THE PROBLEM: Print every line of the records below word for word, but leave out the pictures.
════
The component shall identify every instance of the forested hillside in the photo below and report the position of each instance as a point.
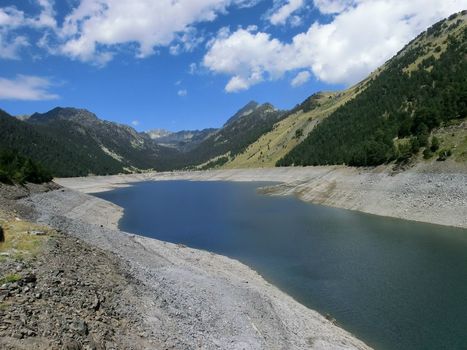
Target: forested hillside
(245, 127)
(423, 87)
(16, 169)
(72, 142)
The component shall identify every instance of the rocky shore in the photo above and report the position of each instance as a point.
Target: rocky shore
(433, 193)
(112, 290)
════
ANSWER TO THIS TASK:
The component shall identify every instance of the forested hillside in the photo below and report the position of each instance as a point.
Target: forested hillside
(245, 127)
(423, 87)
(16, 169)
(72, 142)
The component shall identify every instance of the rocky shore in the photo above and report the position of each instance as a point.
Target: rocky shore
(433, 193)
(112, 290)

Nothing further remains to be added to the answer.